▸ **Selected passage**
---*---

But we, who dwell in this land, as I have already said, live in light. Like the angel whom John saw, we stand in the sun. Comparing it with most other lands, we may, at least, call our island-home a Goshen. Let these boast their balmy air, and richer fruits, and sunnier skies! In our religious as well as civil advantages, we enjoy blessings that more than compensate for the gloomy fogs that veil those skies, and the storms that rage on our iron-bound shores. Our lines have fallen in pleasant places, and happy the land, nor to be rashly left, where the light of divine truth streams from a thousand printing-presses, and the candle of the Lord shines bright in its humblest cottages. May I not say that, with their multitude of churches, our cities are illuminated every Sabbath, to celebrate the triumphs of the cross, the great battle that was won on the heights of Calvary, and the peace his heralds proclaim between God and man? Men do perish, yet none need perish. There is no lack of knowledge. The road to heaven is plain. "The wayfaring man, though a fool, shall not err therein." It is better lighted than any street of this city, or the rugged coasts along which our seamen steer, or the harbors which, over surf-beaten bars, they boldly take in winter's blackest night.

Notwithstanding the fulness of our light, what multitudes are wrecked and perish! They never reach the harbor, nor arriving in heaven, get home! And I am bound to tell you that, unless He, who gave sight to the blind, apply his finger, and touch your eyes with "eye-salve," their fate shall be yours. What though

light streams on our eye-balls? We are in darkness till we are converted; because we are blind-and that not by accident, but by nature-born blind. There are animals, both wild and domestic, which, by a strange and mysterious law of Providence, are born in that state. "Having eyes, they see not." Apparently unripe for the birth, they leave their mother's womb to pass the first period of their being utterly sightless. But, when some ten days have come and gone, time unseals their eye-lids, and they are delivered from the power of darkness. But not ten days, nor years, nor any length of time, will do us such friendly office. Not that we shall be always blind. Oh, how men shall see, and regret in another world, the folly they were guilty of in this! Eternity opens the darkest eyes, but opens them, alas, too late; "He lifted up his eyes, being in torment." He is a madman who braves that fate; yet it awaits you, unless you bestir yourselves, and, shaking sloth away, seize the golden opportunity to pursue the Saviour with the blind man's cry, "Thou Son of David, have mercy on me!"

I can fancy few sadder sights than an entire family, parents and children, all blind-a home where the flowers have no beauty, the night has no stars, the morning no blushing dawn, and the azure sky no glorious sun-a home, where they have never looked on each other's faces; but a blind father sits by the dull fire with a blind boy on his knee, and the sightless mother nurses at her bosom a sightless babe, that never gladdened her with its happy smile. How would such a spectacle touch the most callous feelings, and move to pity even a heart of stone! But a greater calamity is ours. The eyes of our understanding are darkened. Sin quenched man's sight in Eden; and

strange result! the event that revealed their nakedness to our first parents, shut, closed, sealed their eyes, and those also of their children, to the greater shame of spiritual nakedness. Thus blind to their blindness, and insensible of their need of Jesus, alas! how many allow him to pass by! The precious opportunity of salvation is lost-lost perhaps for ever. Oh, for one hour of the sense and energy of the beggars that sat by the gate of Jericho! Stumbling, often falling, but always to rise, they hung on the skirts of the crowd, plunged headlong into the thick of it, and elbowing men aside, pursued Jesus with the most plaintive, pitiful, and earnest prayer, "Have mercy on us, O Lord, thou Son of David! Have mercy on us, O Lord, thou Son of David!" Be yours that cry. Follow your Saviour on their feet; hang on him with the vehemence of one who said, "My soul followeth hard after thee." Be turned by nothing from your purpose-keep following, and, as you follow, crying; and I promise you that that cry will stop him as sure as Joshua's pierced the heavens, and stopped the glowing axles of the sun.

---*---

▸ **Source data**
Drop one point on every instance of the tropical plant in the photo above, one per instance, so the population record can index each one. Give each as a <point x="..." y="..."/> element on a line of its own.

---*---

▸ **What is asked**
1/ Translate this sentence from the sermon on spiritual blindness into Spanish: "Men do perish, yet none need perish."
2/ For each statement, say whether it agrees with the sermon on spiritual blindness. Answer yes or no, and quote the words of the text that decide it.
(a) Some animals born blind gain their sight after about ten days.
(b) The road to heaven is described as dimly lit and hard to find.
(c) The beggars at the gate of Jericho followed Jesus in silence.
Work from the text alone.

▸ **Answers to the problems**
1/ Los hombres sí perecen, pero nadie tiene por qué perecer.

2/
(a) Yes: "when some ten days have come and gone, time unseals their eye-lids"
(b) No: "The road to heaven is plain."
(c) No: "pursued Jesus with the most plaintive, pitiful, and earnest prayer"